→ **Your instructions**
Determine how many lines below contain the string "balcony" and give that number without anything else.

→ **Dataset extract**
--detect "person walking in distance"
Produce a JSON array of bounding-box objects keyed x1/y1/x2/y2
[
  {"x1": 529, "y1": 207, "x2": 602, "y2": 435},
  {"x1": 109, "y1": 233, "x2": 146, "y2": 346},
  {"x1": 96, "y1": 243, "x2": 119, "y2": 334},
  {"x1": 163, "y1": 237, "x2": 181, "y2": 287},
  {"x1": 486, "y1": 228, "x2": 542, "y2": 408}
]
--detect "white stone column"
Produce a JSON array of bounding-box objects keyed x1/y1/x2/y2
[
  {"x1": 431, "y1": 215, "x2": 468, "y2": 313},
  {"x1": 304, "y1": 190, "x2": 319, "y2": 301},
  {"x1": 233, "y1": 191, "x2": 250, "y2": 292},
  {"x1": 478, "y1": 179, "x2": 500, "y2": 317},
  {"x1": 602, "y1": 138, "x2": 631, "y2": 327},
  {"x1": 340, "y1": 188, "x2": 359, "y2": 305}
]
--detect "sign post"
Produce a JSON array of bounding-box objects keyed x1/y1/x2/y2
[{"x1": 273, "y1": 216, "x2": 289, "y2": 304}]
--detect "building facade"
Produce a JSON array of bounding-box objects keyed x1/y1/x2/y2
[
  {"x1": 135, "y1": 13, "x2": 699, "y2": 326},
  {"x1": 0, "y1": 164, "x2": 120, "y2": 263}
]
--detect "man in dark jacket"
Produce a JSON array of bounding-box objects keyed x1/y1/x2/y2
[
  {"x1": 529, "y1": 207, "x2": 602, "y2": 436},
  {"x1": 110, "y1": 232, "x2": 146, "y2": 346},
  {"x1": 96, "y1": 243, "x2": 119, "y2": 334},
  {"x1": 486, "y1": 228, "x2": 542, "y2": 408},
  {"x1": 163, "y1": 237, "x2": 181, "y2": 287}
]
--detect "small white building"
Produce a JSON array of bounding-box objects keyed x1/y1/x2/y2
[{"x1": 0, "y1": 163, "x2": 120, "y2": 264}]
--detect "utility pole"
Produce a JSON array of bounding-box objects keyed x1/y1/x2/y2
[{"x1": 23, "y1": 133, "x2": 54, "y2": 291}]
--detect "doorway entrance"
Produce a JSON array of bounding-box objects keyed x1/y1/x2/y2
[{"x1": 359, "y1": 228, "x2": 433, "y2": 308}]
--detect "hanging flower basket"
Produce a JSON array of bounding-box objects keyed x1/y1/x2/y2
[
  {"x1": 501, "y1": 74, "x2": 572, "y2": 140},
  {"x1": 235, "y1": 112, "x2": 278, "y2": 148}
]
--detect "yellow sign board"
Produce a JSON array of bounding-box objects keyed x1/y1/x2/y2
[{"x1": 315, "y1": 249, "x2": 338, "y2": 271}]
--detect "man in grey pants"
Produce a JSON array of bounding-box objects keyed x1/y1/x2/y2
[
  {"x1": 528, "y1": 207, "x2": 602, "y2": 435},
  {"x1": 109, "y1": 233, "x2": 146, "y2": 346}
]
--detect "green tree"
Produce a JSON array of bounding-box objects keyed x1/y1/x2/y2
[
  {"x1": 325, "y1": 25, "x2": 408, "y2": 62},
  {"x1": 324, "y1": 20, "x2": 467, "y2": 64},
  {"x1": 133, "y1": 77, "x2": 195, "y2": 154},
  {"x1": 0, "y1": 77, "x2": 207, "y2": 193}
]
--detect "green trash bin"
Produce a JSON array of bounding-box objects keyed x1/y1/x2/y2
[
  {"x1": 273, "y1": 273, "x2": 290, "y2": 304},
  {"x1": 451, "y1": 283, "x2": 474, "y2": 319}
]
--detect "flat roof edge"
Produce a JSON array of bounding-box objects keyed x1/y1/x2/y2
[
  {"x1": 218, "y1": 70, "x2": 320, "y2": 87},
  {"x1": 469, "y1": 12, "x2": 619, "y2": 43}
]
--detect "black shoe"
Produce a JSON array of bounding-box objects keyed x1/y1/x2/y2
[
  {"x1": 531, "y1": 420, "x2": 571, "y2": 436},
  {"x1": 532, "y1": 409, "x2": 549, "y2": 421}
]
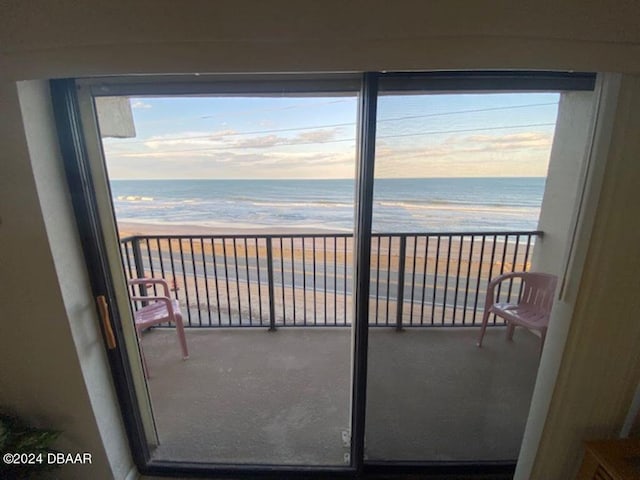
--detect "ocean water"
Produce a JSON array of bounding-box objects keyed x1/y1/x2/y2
[{"x1": 109, "y1": 177, "x2": 545, "y2": 232}]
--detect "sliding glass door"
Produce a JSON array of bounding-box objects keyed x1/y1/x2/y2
[
  {"x1": 58, "y1": 71, "x2": 594, "y2": 476},
  {"x1": 365, "y1": 78, "x2": 561, "y2": 462},
  {"x1": 77, "y1": 77, "x2": 361, "y2": 467}
]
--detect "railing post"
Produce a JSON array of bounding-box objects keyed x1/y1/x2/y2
[
  {"x1": 131, "y1": 237, "x2": 148, "y2": 301},
  {"x1": 266, "y1": 237, "x2": 276, "y2": 331},
  {"x1": 396, "y1": 235, "x2": 407, "y2": 331}
]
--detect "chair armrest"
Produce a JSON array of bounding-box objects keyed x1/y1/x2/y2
[
  {"x1": 130, "y1": 295, "x2": 175, "y2": 316},
  {"x1": 485, "y1": 272, "x2": 528, "y2": 305},
  {"x1": 128, "y1": 278, "x2": 170, "y2": 297}
]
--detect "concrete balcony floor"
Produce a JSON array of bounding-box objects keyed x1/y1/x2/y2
[{"x1": 140, "y1": 326, "x2": 540, "y2": 465}]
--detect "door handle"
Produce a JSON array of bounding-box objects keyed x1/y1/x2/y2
[{"x1": 97, "y1": 295, "x2": 117, "y2": 350}]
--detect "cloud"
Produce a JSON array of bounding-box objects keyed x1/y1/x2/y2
[
  {"x1": 249, "y1": 150, "x2": 354, "y2": 167},
  {"x1": 229, "y1": 128, "x2": 341, "y2": 149},
  {"x1": 105, "y1": 148, "x2": 357, "y2": 179},
  {"x1": 378, "y1": 131, "x2": 552, "y2": 160},
  {"x1": 131, "y1": 100, "x2": 152, "y2": 109},
  {"x1": 232, "y1": 134, "x2": 284, "y2": 148},
  {"x1": 105, "y1": 127, "x2": 553, "y2": 179},
  {"x1": 112, "y1": 127, "x2": 344, "y2": 154},
  {"x1": 295, "y1": 128, "x2": 340, "y2": 143},
  {"x1": 461, "y1": 132, "x2": 551, "y2": 151},
  {"x1": 374, "y1": 130, "x2": 554, "y2": 177},
  {"x1": 110, "y1": 148, "x2": 354, "y2": 168},
  {"x1": 143, "y1": 130, "x2": 238, "y2": 149}
]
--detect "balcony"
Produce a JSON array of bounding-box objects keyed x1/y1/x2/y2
[
  {"x1": 120, "y1": 231, "x2": 540, "y2": 329},
  {"x1": 120, "y1": 230, "x2": 542, "y2": 464}
]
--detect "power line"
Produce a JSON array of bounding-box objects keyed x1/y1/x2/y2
[
  {"x1": 110, "y1": 102, "x2": 558, "y2": 146},
  {"x1": 116, "y1": 122, "x2": 556, "y2": 157},
  {"x1": 377, "y1": 123, "x2": 555, "y2": 141},
  {"x1": 378, "y1": 102, "x2": 557, "y2": 124}
]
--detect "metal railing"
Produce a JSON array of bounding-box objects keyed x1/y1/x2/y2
[{"x1": 120, "y1": 231, "x2": 541, "y2": 329}]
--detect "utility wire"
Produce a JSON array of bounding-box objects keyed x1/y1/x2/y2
[
  {"x1": 110, "y1": 102, "x2": 558, "y2": 146},
  {"x1": 117, "y1": 122, "x2": 556, "y2": 157}
]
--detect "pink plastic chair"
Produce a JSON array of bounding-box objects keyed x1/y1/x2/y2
[
  {"x1": 477, "y1": 272, "x2": 558, "y2": 354},
  {"x1": 129, "y1": 278, "x2": 189, "y2": 377}
]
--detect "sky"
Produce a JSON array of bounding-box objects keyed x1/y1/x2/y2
[{"x1": 99, "y1": 91, "x2": 560, "y2": 180}]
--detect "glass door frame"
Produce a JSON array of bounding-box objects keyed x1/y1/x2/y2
[
  {"x1": 358, "y1": 71, "x2": 593, "y2": 475},
  {"x1": 53, "y1": 73, "x2": 366, "y2": 478},
  {"x1": 50, "y1": 70, "x2": 595, "y2": 479}
]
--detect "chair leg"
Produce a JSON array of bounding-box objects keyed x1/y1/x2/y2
[
  {"x1": 506, "y1": 322, "x2": 515, "y2": 341},
  {"x1": 174, "y1": 313, "x2": 189, "y2": 359},
  {"x1": 477, "y1": 309, "x2": 491, "y2": 347}
]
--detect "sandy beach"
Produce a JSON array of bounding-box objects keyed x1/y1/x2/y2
[{"x1": 118, "y1": 221, "x2": 340, "y2": 238}]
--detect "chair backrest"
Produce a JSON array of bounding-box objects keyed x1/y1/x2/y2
[{"x1": 520, "y1": 272, "x2": 558, "y2": 314}]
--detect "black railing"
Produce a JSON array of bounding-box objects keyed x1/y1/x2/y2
[{"x1": 120, "y1": 231, "x2": 541, "y2": 329}]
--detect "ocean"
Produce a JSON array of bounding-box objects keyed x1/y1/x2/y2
[{"x1": 110, "y1": 177, "x2": 545, "y2": 233}]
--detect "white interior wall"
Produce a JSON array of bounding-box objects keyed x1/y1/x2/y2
[
  {"x1": 0, "y1": 80, "x2": 133, "y2": 478},
  {"x1": 516, "y1": 76, "x2": 621, "y2": 479},
  {"x1": 17, "y1": 80, "x2": 135, "y2": 479},
  {"x1": 529, "y1": 73, "x2": 640, "y2": 479},
  {"x1": 531, "y1": 90, "x2": 598, "y2": 276},
  {"x1": 2, "y1": 1, "x2": 640, "y2": 78},
  {"x1": 1, "y1": 2, "x2": 639, "y2": 479}
]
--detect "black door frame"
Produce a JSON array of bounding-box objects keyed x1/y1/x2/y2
[{"x1": 50, "y1": 70, "x2": 595, "y2": 479}]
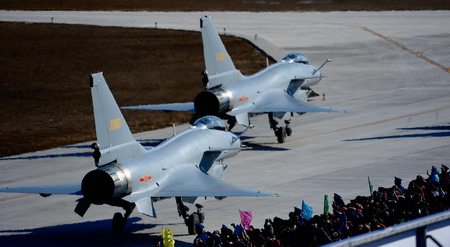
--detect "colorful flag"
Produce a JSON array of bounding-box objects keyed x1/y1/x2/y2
[
  {"x1": 324, "y1": 195, "x2": 329, "y2": 216},
  {"x1": 302, "y1": 200, "x2": 313, "y2": 220},
  {"x1": 239, "y1": 210, "x2": 253, "y2": 230},
  {"x1": 162, "y1": 228, "x2": 175, "y2": 247},
  {"x1": 368, "y1": 176, "x2": 374, "y2": 200}
]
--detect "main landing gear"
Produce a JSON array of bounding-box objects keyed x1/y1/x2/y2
[
  {"x1": 269, "y1": 113, "x2": 292, "y2": 143},
  {"x1": 176, "y1": 197, "x2": 205, "y2": 235},
  {"x1": 110, "y1": 199, "x2": 136, "y2": 234}
]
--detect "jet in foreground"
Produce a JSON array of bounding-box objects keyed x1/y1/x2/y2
[
  {"x1": 0, "y1": 72, "x2": 275, "y2": 234},
  {"x1": 123, "y1": 16, "x2": 344, "y2": 143}
]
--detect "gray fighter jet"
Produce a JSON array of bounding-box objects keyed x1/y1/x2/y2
[
  {"x1": 0, "y1": 72, "x2": 275, "y2": 234},
  {"x1": 123, "y1": 16, "x2": 344, "y2": 143}
]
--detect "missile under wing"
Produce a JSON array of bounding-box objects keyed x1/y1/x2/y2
[{"x1": 0, "y1": 72, "x2": 276, "y2": 234}]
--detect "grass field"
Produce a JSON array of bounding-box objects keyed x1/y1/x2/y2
[
  {"x1": 1, "y1": 0, "x2": 447, "y2": 157},
  {"x1": 0, "y1": 0, "x2": 449, "y2": 11},
  {"x1": 0, "y1": 22, "x2": 268, "y2": 157}
]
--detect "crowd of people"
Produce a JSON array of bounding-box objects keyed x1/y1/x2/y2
[{"x1": 193, "y1": 165, "x2": 450, "y2": 247}]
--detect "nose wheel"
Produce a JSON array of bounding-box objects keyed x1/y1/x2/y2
[
  {"x1": 275, "y1": 127, "x2": 287, "y2": 143},
  {"x1": 285, "y1": 120, "x2": 292, "y2": 137},
  {"x1": 187, "y1": 204, "x2": 205, "y2": 235},
  {"x1": 269, "y1": 113, "x2": 292, "y2": 143}
]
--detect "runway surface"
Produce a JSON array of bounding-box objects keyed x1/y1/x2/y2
[{"x1": 0, "y1": 11, "x2": 449, "y2": 246}]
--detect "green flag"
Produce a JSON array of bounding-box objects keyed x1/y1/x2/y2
[
  {"x1": 324, "y1": 195, "x2": 329, "y2": 216},
  {"x1": 368, "y1": 176, "x2": 374, "y2": 200}
]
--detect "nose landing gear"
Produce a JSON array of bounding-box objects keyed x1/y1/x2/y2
[
  {"x1": 176, "y1": 197, "x2": 205, "y2": 235},
  {"x1": 269, "y1": 113, "x2": 292, "y2": 143},
  {"x1": 275, "y1": 126, "x2": 287, "y2": 143}
]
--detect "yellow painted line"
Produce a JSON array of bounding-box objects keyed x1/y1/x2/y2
[
  {"x1": 280, "y1": 105, "x2": 450, "y2": 144},
  {"x1": 0, "y1": 194, "x2": 32, "y2": 202},
  {"x1": 361, "y1": 27, "x2": 450, "y2": 73},
  {"x1": 418, "y1": 45, "x2": 450, "y2": 57}
]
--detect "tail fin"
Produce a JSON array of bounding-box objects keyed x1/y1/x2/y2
[
  {"x1": 90, "y1": 72, "x2": 145, "y2": 165},
  {"x1": 200, "y1": 16, "x2": 244, "y2": 88}
]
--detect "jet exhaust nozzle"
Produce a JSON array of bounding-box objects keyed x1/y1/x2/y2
[
  {"x1": 194, "y1": 88, "x2": 232, "y2": 116},
  {"x1": 81, "y1": 164, "x2": 131, "y2": 205}
]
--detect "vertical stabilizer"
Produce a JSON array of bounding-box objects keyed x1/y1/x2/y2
[
  {"x1": 90, "y1": 72, "x2": 145, "y2": 165},
  {"x1": 200, "y1": 16, "x2": 244, "y2": 88}
]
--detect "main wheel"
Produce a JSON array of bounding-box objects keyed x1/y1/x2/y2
[
  {"x1": 286, "y1": 127, "x2": 292, "y2": 137},
  {"x1": 187, "y1": 213, "x2": 200, "y2": 235},
  {"x1": 112, "y1": 212, "x2": 125, "y2": 234},
  {"x1": 276, "y1": 127, "x2": 286, "y2": 143}
]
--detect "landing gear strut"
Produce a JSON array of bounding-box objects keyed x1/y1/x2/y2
[
  {"x1": 269, "y1": 113, "x2": 292, "y2": 143},
  {"x1": 176, "y1": 197, "x2": 205, "y2": 235},
  {"x1": 275, "y1": 126, "x2": 287, "y2": 143},
  {"x1": 176, "y1": 197, "x2": 190, "y2": 223},
  {"x1": 110, "y1": 199, "x2": 135, "y2": 234},
  {"x1": 285, "y1": 120, "x2": 292, "y2": 137}
]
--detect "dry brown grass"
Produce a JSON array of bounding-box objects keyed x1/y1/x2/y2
[
  {"x1": 0, "y1": 22, "x2": 268, "y2": 157},
  {"x1": 0, "y1": 0, "x2": 449, "y2": 11},
  {"x1": 1, "y1": 1, "x2": 447, "y2": 157}
]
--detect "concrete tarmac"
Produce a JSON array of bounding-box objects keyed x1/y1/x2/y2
[{"x1": 0, "y1": 11, "x2": 449, "y2": 246}]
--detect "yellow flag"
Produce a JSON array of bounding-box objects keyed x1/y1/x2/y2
[{"x1": 162, "y1": 228, "x2": 175, "y2": 247}]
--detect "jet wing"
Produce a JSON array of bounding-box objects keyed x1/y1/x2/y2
[
  {"x1": 0, "y1": 183, "x2": 82, "y2": 195},
  {"x1": 121, "y1": 102, "x2": 195, "y2": 112},
  {"x1": 251, "y1": 91, "x2": 345, "y2": 113},
  {"x1": 154, "y1": 168, "x2": 276, "y2": 197},
  {"x1": 125, "y1": 168, "x2": 277, "y2": 201}
]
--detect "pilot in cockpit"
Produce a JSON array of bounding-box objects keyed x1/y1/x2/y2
[
  {"x1": 282, "y1": 52, "x2": 309, "y2": 64},
  {"x1": 192, "y1": 116, "x2": 227, "y2": 131}
]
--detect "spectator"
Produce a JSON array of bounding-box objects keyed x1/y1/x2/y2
[
  {"x1": 393, "y1": 177, "x2": 407, "y2": 194},
  {"x1": 428, "y1": 166, "x2": 441, "y2": 184},
  {"x1": 194, "y1": 223, "x2": 209, "y2": 247},
  {"x1": 199, "y1": 166, "x2": 450, "y2": 247}
]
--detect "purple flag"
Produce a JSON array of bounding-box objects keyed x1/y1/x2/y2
[{"x1": 239, "y1": 210, "x2": 253, "y2": 230}]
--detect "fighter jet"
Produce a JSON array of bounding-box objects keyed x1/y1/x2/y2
[
  {"x1": 0, "y1": 72, "x2": 275, "y2": 234},
  {"x1": 123, "y1": 16, "x2": 344, "y2": 143}
]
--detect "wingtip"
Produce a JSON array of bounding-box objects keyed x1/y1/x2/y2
[
  {"x1": 257, "y1": 191, "x2": 279, "y2": 197},
  {"x1": 330, "y1": 108, "x2": 346, "y2": 113}
]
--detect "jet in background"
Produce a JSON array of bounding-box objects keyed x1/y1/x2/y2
[
  {"x1": 123, "y1": 16, "x2": 344, "y2": 143},
  {"x1": 0, "y1": 72, "x2": 275, "y2": 234}
]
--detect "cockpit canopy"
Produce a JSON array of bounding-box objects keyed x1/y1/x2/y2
[
  {"x1": 192, "y1": 116, "x2": 227, "y2": 131},
  {"x1": 282, "y1": 52, "x2": 309, "y2": 64}
]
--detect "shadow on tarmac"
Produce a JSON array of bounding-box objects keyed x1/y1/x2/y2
[
  {"x1": 240, "y1": 135, "x2": 289, "y2": 151},
  {"x1": 344, "y1": 124, "x2": 450, "y2": 141},
  {"x1": 0, "y1": 152, "x2": 92, "y2": 161},
  {"x1": 397, "y1": 125, "x2": 450, "y2": 131},
  {"x1": 242, "y1": 141, "x2": 289, "y2": 151},
  {"x1": 0, "y1": 217, "x2": 192, "y2": 247}
]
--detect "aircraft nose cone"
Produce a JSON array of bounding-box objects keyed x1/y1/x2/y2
[{"x1": 81, "y1": 169, "x2": 114, "y2": 205}]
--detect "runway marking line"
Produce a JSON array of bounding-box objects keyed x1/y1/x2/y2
[
  {"x1": 0, "y1": 194, "x2": 32, "y2": 202},
  {"x1": 361, "y1": 27, "x2": 450, "y2": 73},
  {"x1": 281, "y1": 105, "x2": 450, "y2": 144}
]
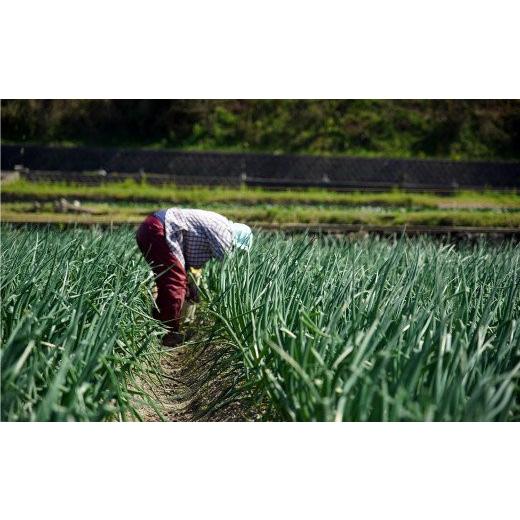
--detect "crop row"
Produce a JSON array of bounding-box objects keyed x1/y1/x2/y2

→ **Response**
2